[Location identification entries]
──────────

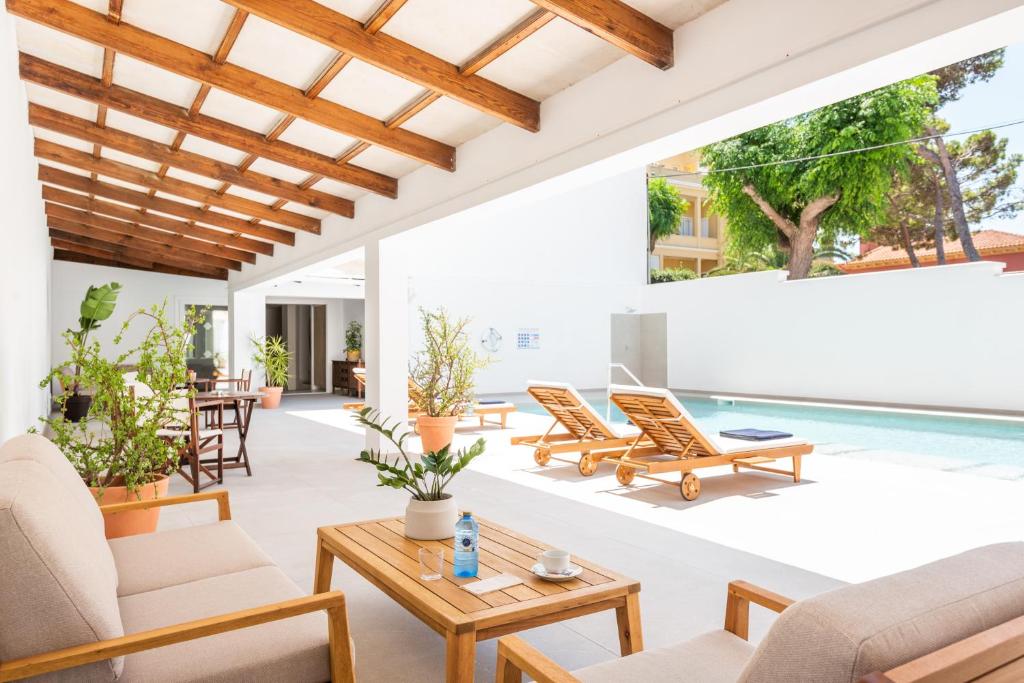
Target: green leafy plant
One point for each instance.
(426, 478)
(671, 274)
(118, 442)
(353, 336)
(272, 355)
(443, 370)
(665, 209)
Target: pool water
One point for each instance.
(970, 439)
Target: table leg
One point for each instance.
(630, 631)
(325, 567)
(460, 657)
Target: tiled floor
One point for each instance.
(849, 520)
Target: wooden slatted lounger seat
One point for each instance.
(586, 431)
(681, 446)
(480, 411)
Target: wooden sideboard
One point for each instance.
(342, 380)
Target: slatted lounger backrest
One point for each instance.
(570, 410)
(664, 420)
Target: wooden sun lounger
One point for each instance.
(481, 411)
(586, 432)
(680, 445)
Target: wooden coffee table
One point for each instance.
(380, 552)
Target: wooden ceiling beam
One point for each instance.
(186, 161)
(165, 114)
(77, 20)
(77, 254)
(69, 157)
(173, 244)
(333, 29)
(213, 239)
(135, 253)
(141, 200)
(621, 25)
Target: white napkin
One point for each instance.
(498, 583)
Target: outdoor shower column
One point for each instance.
(386, 338)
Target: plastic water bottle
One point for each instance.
(467, 535)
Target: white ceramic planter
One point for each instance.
(431, 520)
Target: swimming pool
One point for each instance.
(972, 440)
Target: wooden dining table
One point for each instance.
(243, 402)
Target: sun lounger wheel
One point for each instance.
(690, 486)
(587, 465)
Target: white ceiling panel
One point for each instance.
(241, 112)
(284, 55)
(456, 30)
(451, 122)
(370, 90)
(154, 81)
(198, 24)
(46, 43)
(550, 60)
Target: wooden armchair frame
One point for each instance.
(516, 656)
(342, 668)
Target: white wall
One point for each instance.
(25, 258)
(949, 336)
(139, 290)
(561, 265)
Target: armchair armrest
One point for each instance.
(737, 605)
(223, 507)
(516, 656)
(334, 603)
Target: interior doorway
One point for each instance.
(303, 329)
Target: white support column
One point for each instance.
(386, 337)
(247, 318)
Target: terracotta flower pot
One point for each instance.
(132, 521)
(435, 432)
(270, 397)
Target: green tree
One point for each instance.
(665, 208)
(796, 182)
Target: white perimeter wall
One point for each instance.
(139, 290)
(949, 336)
(25, 258)
(561, 265)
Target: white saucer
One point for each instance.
(573, 571)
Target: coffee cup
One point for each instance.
(555, 561)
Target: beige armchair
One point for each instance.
(960, 619)
(195, 603)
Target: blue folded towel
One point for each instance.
(754, 434)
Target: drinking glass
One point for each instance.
(431, 563)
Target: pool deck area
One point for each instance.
(851, 518)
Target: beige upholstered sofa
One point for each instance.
(958, 619)
(189, 604)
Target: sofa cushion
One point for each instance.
(853, 631)
(151, 561)
(717, 656)
(292, 649)
(57, 587)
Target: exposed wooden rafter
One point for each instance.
(157, 111)
(141, 200)
(621, 25)
(72, 18)
(333, 29)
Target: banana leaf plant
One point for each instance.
(425, 479)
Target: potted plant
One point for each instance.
(96, 306)
(271, 354)
(353, 341)
(443, 372)
(431, 512)
(119, 449)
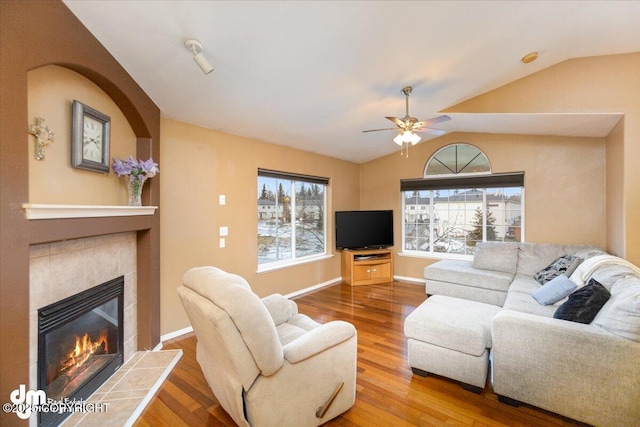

──────────

● **GIVEN TASK**
Please pick out every line of the material that contains the word "lounger", treating uppercase and lowercase as different.

● **SOLVED PROBLEM**
Target: wooden slatted lounger seat
Target: slatted lounger backrest
Target: wooden sun lounger
Target: sun lounger wheel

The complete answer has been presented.